[TASKS TO PERFORM]
[1] List every relative the writers in the passage on eating speed name from their own families, using "my."
[2] Answer these from the passage on eating speed, one line each:
(a) At what stage of life did the first writer begin bussing and serving for family?
(b) In college, what did friends do after asking "youdon't wantitdoyou?"
(c) What is one reason the mother took so long to eat?
[3] Extend the passage on eating speed past its final sentence.

[PASSAGE SHOWN]
______

This started when I was a tween and needed to bus and serve for my mother and brothers. It was made worse in college: if we ate fast enough we might get seconds, if we were too slow we might lose dessert to our friends who asked “youdon’twantitdoyou?” and started eating it before we could answer.

Why are you feeling ashamed of not eating as fast? I mean, your problem doesn’t seem to be that you think he doesn’t appreciate the food, but that seeing him finish so quickly makes you feel anxious and inadequate. I know I eat faster than most people: this doesn’t mean other people are eating too slow, it means I. Eat. Fast.

I’m a fast eater. If I’m with slower eaters in a setting where we’re expected to talk, it’s really not a big deal to just sit around and keep talking.

That is, in situations where I would be able to talk even without food. But I have gotten in many group situations where I had trouble coming up with much to say in the brief time I’d have to get a word in edgewise. If there is more than one person who is good at leading conversations, and people just jumping in, I may just wind up sitting there and listening.

If I get to know these people more at an individual level, and can kinda get on their wavelength (or we naturally are already on the same wavelength), it’s a lot easier.

So I guess my question is: is the guy all that talkative outside of dinner situations? And are you guys the type where the conversation doesn’t really ever stop?

My father, brothers, and I were all fast eaters. My mother complained about it a lot, which is one reason it took her so long to eat.

No.
I see a very small possibility for a good outcome and a huge possibility for a bad outcome if a member of your new girlfriend’s extended family, that you’ve only met once or twice, criticizes how you eat.
My suggestion is that you accept that this happens to be how this person that you hardly know eats. Besides, if he’s done it his whole life, he’s probably very used to finishing before everyone else.

______

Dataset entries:

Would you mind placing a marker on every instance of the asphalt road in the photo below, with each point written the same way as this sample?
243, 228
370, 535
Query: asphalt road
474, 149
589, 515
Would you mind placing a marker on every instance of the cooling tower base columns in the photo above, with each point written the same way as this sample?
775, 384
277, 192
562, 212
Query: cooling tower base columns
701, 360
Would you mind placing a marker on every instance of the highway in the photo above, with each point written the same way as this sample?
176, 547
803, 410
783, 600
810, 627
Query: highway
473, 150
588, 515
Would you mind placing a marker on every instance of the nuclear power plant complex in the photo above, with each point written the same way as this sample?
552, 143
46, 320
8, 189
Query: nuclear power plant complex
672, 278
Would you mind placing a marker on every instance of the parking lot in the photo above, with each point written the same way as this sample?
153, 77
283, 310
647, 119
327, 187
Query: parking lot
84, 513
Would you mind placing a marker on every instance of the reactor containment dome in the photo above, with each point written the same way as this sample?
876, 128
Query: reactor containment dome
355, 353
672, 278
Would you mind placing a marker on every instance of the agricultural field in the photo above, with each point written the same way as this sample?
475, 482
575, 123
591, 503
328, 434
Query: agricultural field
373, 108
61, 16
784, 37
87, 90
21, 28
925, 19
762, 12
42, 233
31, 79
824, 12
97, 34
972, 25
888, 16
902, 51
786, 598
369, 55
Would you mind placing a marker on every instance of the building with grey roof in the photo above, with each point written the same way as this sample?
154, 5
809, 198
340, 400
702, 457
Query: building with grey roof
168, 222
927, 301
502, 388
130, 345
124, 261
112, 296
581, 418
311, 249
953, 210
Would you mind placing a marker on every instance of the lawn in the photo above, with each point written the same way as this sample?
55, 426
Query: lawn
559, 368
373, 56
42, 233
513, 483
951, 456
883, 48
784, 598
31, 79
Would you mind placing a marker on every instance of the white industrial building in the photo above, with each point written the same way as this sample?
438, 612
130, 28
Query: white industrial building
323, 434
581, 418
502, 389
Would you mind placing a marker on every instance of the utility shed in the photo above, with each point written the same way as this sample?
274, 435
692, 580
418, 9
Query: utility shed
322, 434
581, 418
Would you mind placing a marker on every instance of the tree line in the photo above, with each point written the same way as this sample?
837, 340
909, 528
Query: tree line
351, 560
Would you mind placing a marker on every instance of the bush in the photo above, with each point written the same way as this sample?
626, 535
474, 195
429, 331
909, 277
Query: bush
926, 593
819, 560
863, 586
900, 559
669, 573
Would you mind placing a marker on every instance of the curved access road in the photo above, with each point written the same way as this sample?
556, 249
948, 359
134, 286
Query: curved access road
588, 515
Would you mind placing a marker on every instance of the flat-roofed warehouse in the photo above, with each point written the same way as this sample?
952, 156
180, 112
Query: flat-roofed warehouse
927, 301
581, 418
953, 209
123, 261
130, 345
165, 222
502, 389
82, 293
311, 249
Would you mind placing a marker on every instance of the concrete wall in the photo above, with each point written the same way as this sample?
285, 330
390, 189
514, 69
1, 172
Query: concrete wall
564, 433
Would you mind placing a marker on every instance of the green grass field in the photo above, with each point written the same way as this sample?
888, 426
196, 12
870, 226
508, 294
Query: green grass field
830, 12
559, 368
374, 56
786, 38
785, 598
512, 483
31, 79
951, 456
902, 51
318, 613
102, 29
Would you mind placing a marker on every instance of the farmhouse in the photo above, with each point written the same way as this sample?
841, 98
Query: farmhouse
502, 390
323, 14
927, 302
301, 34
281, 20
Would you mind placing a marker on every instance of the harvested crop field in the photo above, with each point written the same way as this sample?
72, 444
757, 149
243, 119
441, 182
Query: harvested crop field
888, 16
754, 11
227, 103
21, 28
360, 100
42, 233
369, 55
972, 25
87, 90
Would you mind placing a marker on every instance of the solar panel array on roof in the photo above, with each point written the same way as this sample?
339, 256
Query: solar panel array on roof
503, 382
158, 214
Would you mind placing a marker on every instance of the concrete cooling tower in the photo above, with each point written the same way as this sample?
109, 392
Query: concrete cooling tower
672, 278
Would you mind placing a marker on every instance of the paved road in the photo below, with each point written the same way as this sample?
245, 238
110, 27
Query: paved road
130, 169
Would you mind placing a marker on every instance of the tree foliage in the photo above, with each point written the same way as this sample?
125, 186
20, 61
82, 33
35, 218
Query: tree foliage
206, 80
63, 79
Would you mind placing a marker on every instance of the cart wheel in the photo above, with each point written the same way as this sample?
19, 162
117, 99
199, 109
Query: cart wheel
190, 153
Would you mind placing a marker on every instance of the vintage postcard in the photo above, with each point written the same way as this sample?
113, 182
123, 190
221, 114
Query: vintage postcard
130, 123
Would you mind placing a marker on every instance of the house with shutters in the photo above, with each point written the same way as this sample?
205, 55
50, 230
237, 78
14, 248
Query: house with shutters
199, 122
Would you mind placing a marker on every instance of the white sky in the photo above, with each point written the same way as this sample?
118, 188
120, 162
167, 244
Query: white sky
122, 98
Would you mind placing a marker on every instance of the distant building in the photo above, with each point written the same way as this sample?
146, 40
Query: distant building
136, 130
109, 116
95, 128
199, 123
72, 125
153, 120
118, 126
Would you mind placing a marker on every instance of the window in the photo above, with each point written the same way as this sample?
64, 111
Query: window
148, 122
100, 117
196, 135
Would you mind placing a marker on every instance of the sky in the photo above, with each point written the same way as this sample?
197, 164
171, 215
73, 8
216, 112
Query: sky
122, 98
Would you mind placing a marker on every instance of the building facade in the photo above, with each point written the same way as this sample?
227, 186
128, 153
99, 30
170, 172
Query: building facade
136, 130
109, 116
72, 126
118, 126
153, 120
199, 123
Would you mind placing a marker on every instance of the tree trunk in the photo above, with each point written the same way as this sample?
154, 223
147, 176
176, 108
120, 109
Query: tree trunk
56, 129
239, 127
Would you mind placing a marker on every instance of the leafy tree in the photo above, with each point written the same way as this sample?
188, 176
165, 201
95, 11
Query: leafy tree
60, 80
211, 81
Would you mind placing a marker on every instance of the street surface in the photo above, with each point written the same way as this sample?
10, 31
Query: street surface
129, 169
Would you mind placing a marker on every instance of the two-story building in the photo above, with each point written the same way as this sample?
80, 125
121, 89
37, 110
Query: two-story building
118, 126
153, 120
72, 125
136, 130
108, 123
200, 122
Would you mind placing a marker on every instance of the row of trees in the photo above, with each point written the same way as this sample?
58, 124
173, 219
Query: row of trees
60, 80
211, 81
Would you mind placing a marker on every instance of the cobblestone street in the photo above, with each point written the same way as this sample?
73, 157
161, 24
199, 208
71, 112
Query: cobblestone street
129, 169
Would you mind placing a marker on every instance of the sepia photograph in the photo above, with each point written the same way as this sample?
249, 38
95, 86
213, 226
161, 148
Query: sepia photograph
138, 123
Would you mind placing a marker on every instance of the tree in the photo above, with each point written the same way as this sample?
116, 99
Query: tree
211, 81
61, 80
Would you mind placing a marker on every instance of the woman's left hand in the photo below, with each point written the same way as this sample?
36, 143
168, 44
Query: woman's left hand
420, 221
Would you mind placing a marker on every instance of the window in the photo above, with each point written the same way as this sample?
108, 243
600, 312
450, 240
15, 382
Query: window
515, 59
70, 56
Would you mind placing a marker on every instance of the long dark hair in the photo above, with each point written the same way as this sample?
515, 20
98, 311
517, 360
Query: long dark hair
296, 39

______

[OUTPUTS IN ORDER]
[1] Mother, brothers, father

[2]
(a) As a tween
(b) They started eating the dessert before the writer could answer.
(c) She complained a lot about the father, brothers, and writer all being fast eaters.

[3]
We eat like a couple of sloths. If we eat with other, faster eaters, we still take our time. I’ve never had anyone stand up and begin busing the table, so we’re cool.

My family has always had the “one slow eater” situation at family dinners: my mother’s father was a slow eater (maybe because of his bad teeth) and now my brother is the slow eater (he likes to talk a lot during the meal). It’s not usually a problem since we’re sitting around and talking after the meal anyways.

I’m burdened by the line, “tasting absolutely nothing.”

It surely won’t be helpful. I guess I’m shooting for relevant. Buen provecho !

Let the poor guy be.

I’d rather have a fast eater than someone who has to bitch and complain about every morsel on the plate.

“Does this contain gluten?” “I never did care for canned vegetables.” “Didn’t Susie tell you I’m Vegan? I don’t eat anything with a face.” “You’re serving chicken? There’s a salmonella recall for chicken, you know.”

~VOW

Never stops? Not every hour of the day. But pretty much all the time we’re at dinner. That probably started because it was the only time we would all gather together, and it was when we caught up on what was going on, in our individual lives and the world.

A couple of others have posted similar histories, and it strikes me as so sad. Outside of a famine or horrendous poverty, do parents REALLY teach their kids they have to compete for enough to fill their bellies? They won’t protect Joe’s right to eat his piece of pie, from Charlie’s stealing it right in front of them?? What the hell?

You should have used that fork that was so conveniently already in your hand, and stuck them in their grabby hands.

I’m not ashamed of eating more slowly than him – probably because I grew up in a family where we all ate at more or less the same speed so I think of myself as ‘normal.’

It’s that I feel I am inconveniencing the other person. Like I always feel horribly ashamed when I am late for a meeting or anything. How RUDE of me to make everyone wait. (Yes, I will never be the fashionably late one.)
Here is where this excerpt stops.